L’incendio di Urümqi del 24 novembre ha scatenato proteste locali su larga scala contro la chiusura della città il giorno successivo. Ben presto, il dolore e l’indignazione per l’evento hanno iniziato a diffondersi ampiamente in rete e, nel pomeriggio del 26 novembre, le veglie in cui i manifestanti tenevano fogli di carta bianca si sono diffuse in un campus universitario di Nanchino e, in serata, a Urumqi Street a Shanghai, scatenando l’ondata di proteste del “Foglio Bianco” che si sono presto diffuse in tutto il Paese e anche tra la diaspora cinese dispera nel mondo. 

Per un breve periodo durante il fine settimana, gli studenti di oltre 200 università situate in tutto il Paese hanno protestato nei campus, i cittadini sono scesi in strada in più di una dozzina di grandi città e, poco dopo, le comunità cinesi sparse in centinaia di città in tutto il mondo hanno organizzato migliaia di proteste in solidarietà, facendo eco agli appelli dei manifestanti sul continente. 

Questa marea di proteste, che ha preso il foglio bianco come emblema, è passata ben presto dalla semplice “resistenza alle serrate” all’avanzamento di richieste politiche ancora più estreme.

In questo modo, è apparso come un movimento politico coerente e di portata nazionale che abbracciava regioni e strati sociali. In realtà, si trattava di una miscela di tre movimenti paralleli: in primo luogo, le lotte della classe operaia; in secondo luogo, le lotte degli abitanti delle città, degli studenti e dei professionisti; in terzo luogo, le campagne che coinvolgevano le comunità della diaspora cinese d’oltremare di nuova generazione. 

Tuttavia, disaggregando questi tre movimenti, il mio intento non è quello di sottolinearne l’indipendenza, ma proprio di evidenziare i modi in cui si sono mescolati reciprocamente.

| DOMANDE |
a. Nel testo sulle proteste del "Foglio Bianco", in quante università hanno protestato gli studenti durante il fine settimana?
b. Prosegui il testo sulle proteste del "Foglio Bianco" dopo la sua ultima frase.
I record che seguono sono materiale a sé, distinto dal testo.

| DATI GREZZI |
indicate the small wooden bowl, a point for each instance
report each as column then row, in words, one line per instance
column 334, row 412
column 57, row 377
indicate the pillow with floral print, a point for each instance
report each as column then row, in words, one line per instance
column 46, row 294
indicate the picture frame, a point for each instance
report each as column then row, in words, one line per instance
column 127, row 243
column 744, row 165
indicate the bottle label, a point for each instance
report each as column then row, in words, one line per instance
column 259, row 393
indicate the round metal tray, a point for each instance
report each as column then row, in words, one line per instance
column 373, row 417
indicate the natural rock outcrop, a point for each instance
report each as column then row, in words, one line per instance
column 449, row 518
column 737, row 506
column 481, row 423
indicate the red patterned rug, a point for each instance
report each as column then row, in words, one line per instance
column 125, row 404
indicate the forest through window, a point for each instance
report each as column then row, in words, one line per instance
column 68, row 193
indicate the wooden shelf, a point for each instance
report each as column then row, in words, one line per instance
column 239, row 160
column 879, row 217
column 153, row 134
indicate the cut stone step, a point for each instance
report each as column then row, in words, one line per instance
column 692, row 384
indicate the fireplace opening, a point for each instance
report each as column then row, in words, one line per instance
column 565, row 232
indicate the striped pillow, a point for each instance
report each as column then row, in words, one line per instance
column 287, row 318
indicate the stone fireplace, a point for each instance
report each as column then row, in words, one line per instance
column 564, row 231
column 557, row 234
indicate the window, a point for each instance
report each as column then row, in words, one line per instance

| RISPOSTE |
a. In oltre 200 università.

b.
Nel frattempo, la tensione della loro coesistenza parallela può aiutarci a comprendere sia la complessità sia i limiti della recente ondata di proteste. 

Quando il foglio bianco viene citato come emblema dell’intero movimento (sia all’interno della Cina che all’estero) le discussioni sul movimento nel suo complesso si orientano esclusivamente sulle proteste politiche degli abitanti delle città e degli studenti, o sulle campagne di solidarietà condotte nelle comunità cinesi d’oltremare, ma questa narrazione ignora completamente le lotte che si svolgono tra i lavoratori migranti e nei villaggi urbani. 

Perché il ruolo della resistenza della classe operaia dovrebbe essere preso sul serio? Non possiamo ignorare l’esperienza di lotta dei lavoratori della Foxconn, che ha ispirato l’intero movimento successivo. Alla fine di ottobre, la perdita di controllo su contagio esteso da coronavirus nello stabilimento Foxconn di Zhengzhou ha portato i lavoratori a scalare le mura della fabbrica in una “grande fuga”. In seguito, a fine novembre, il mancato pagamento da parte dell’azienda dei bonus di firma promessi per i nuovi assunti ha scatenato violenti scontri con la direzione della fabbrica e la polizia antisommossa, coinvolgendo decine di migliaia di lavoratori. 

In contrasto con la perdurante mancanza di visibilità di cui soffrono le azioni dei lavoratori in difesa dei diritti,[16] innumerevoli video e immagini che ritraggono questi due conflitti sono stati diffusi a una velocità fenomenale su piattaforme come Douyin e Kuaishou, con l’immagine dei lavoratori che resistono alle serrate violente e allo sfruttamento capitalistico che diventa percezione comune poiché corruzione, confusione e trattamenti disumani sono tutte esperienze collettive. 

In un certo senso, l’azione diretta degli operai della Foxconn ha fornito una risorsa importante per la successiva ondata di proteste del “Foglio Bianco”: gli slogan non erano più solo ascoltati online, ma trovavano voce nelle strade.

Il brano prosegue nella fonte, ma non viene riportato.